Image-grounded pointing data
══════════

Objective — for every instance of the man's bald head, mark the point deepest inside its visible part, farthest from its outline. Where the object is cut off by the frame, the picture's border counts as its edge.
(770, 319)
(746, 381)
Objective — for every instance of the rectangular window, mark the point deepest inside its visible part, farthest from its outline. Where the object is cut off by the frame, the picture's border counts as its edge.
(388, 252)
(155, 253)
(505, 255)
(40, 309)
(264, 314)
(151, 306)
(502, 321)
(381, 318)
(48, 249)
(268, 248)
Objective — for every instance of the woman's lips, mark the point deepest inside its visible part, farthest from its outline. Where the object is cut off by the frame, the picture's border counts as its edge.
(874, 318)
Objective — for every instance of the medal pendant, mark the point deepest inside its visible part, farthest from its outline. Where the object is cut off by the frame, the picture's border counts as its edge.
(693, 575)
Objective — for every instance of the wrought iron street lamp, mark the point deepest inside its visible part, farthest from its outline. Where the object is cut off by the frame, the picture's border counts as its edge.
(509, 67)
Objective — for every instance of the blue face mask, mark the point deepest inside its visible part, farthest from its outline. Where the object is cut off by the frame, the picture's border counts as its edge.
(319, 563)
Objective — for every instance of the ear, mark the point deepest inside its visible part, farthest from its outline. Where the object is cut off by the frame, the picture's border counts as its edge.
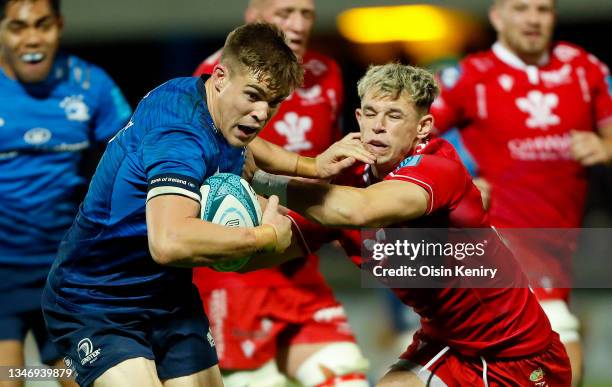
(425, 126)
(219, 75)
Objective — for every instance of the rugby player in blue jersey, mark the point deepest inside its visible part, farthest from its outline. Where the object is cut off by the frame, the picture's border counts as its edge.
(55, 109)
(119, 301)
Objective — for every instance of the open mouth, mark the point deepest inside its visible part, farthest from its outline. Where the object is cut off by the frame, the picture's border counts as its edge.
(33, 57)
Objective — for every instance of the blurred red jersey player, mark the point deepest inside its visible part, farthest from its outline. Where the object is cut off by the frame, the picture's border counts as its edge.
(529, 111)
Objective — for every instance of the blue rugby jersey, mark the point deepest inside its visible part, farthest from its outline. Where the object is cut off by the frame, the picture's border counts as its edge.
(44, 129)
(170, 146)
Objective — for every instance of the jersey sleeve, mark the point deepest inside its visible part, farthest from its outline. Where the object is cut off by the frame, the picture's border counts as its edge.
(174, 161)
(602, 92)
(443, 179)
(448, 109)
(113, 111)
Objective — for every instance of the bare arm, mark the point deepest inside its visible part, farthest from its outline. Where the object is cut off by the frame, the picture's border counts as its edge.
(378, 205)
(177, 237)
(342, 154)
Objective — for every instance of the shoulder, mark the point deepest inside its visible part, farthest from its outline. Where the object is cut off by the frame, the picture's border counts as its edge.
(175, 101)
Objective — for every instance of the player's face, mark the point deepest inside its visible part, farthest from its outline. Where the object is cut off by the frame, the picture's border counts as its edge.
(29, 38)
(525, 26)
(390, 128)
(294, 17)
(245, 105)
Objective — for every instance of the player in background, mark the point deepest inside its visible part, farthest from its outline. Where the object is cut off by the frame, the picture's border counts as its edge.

══════════

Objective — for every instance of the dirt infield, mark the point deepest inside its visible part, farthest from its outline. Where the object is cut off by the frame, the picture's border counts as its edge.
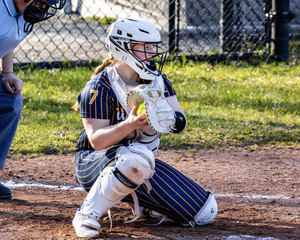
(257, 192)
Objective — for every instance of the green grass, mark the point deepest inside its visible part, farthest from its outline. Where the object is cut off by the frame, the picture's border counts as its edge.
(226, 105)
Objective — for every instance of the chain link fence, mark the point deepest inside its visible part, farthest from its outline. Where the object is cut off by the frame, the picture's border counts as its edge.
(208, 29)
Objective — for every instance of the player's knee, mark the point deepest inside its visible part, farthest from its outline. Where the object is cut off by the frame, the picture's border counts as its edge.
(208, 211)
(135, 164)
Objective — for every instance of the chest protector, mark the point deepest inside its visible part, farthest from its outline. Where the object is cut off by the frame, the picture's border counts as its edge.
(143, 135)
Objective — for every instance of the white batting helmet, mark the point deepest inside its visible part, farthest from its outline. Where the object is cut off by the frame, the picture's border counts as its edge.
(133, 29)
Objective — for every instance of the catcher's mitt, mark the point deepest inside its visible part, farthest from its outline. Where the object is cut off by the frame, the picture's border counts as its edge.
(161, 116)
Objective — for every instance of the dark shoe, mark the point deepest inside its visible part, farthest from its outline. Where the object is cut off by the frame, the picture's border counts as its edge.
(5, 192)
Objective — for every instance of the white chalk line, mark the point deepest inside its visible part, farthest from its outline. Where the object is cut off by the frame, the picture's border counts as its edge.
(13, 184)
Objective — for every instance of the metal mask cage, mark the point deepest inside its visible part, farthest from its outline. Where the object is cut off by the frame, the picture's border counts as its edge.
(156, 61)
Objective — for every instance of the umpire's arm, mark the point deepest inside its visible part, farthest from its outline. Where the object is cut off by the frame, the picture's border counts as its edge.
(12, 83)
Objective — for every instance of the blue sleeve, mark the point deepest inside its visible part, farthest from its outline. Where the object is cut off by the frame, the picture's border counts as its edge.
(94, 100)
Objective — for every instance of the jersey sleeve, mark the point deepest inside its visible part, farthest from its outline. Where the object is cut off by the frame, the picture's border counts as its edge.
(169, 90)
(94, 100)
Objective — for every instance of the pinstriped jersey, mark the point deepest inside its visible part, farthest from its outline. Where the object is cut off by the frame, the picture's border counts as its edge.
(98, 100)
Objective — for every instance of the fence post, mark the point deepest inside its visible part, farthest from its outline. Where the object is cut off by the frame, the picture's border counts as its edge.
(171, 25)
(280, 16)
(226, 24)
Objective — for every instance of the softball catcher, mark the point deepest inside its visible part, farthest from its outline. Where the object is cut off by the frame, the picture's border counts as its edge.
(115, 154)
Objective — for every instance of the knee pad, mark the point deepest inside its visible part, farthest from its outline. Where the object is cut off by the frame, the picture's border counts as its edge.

══════════

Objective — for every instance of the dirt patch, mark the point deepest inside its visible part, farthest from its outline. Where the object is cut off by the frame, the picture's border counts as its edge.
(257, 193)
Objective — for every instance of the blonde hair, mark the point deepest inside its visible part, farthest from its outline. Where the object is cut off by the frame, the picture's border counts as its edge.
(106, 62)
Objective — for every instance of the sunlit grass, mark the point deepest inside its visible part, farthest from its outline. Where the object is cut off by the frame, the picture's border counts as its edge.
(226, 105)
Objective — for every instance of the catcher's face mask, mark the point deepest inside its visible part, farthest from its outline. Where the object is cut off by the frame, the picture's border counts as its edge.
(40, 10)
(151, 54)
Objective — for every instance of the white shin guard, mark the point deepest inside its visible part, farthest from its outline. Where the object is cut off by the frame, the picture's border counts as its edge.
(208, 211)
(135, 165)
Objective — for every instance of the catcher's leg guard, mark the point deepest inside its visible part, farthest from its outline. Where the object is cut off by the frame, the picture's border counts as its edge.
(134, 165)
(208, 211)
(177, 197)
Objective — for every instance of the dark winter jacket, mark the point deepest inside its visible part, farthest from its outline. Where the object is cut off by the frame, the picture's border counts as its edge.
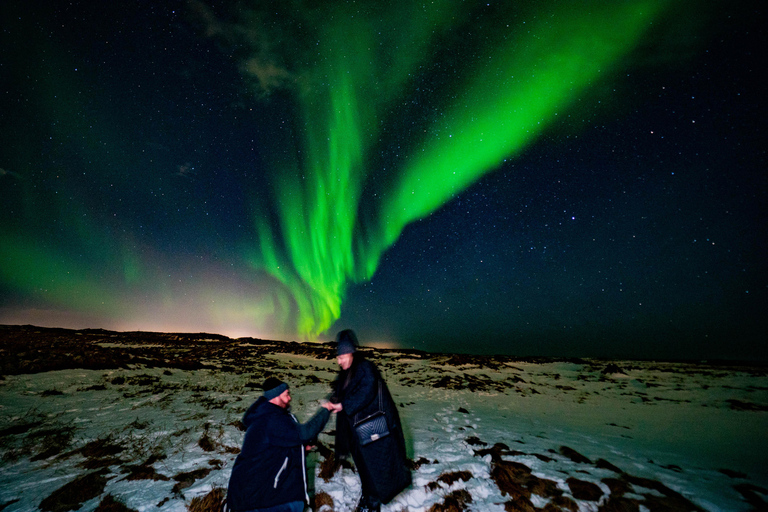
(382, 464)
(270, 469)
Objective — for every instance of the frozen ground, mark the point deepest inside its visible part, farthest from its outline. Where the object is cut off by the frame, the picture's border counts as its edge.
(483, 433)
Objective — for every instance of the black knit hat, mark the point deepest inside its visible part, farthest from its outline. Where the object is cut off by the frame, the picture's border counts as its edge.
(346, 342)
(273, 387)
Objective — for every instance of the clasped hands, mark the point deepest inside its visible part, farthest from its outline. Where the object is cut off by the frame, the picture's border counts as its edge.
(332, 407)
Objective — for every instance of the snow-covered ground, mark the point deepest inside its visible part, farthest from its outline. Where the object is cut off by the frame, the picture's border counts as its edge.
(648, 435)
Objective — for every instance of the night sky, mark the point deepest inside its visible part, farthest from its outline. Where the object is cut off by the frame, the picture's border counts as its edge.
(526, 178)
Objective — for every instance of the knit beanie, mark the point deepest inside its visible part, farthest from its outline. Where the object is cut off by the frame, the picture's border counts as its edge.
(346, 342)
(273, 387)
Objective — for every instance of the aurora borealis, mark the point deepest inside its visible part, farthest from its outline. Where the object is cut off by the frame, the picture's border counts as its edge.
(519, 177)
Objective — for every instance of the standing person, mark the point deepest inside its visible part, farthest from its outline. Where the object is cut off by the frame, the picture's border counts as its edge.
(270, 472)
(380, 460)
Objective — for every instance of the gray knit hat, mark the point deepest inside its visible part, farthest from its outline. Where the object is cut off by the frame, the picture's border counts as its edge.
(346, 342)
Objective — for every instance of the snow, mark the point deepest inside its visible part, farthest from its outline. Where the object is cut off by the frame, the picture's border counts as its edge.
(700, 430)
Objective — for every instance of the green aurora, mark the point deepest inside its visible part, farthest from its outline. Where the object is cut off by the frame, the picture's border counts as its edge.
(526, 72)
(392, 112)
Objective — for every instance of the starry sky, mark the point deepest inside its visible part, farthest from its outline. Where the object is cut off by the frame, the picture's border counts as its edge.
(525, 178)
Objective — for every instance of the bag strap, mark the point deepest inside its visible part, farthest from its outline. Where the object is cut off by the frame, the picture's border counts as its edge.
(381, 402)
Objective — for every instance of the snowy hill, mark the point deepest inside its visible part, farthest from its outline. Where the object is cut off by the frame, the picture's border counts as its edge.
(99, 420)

══════════

## What is needed
One stretch of the lines above is wanted, from the line that contains "Objective — for every instance of the blue rugby" through the line that contains "Objective — for every instance of the player in". Output it exactly.

## Your response
Objective — for every instance of the blue rugby jersey, mark the point deepest inside its visible part, farthest from its outline. Where the object is cut off by the frame, the picture's border counts as its edge.
(44, 129)
(170, 146)
Objective — for every instance of the jersey sleeve, mark the point deepest inside its visible part, farthest from its outline. Where the object is cut off by the frame, the picture's border counts as its edge.
(174, 161)
(602, 92)
(443, 179)
(448, 109)
(113, 111)
Objective — for every instance of the bare arm, mark the point deepest inside its visible part, farthest from its outline. Where the object is cut off by the frame, the picture's border counts as its edge.
(378, 205)
(177, 237)
(342, 154)
Objective — for every instance of the shoulder, mark the point deepest inside its visible part, farthest from its outline. Where the object is cut off by the frame, the picture's border counts as its edge.
(175, 101)
Objective — for every instance of the player's face, mark the point deepest inside its visible part, farthest from its outline. Where the object is cut off by the frame, the picture's border counts as its edge.
(29, 38)
(525, 26)
(390, 128)
(294, 17)
(245, 105)
Objective — for every instance of the player in background, mark the point deepest inside its visible part, farthest from its outline. Where the object is cut off by the frame, the picture's border counts as its edge.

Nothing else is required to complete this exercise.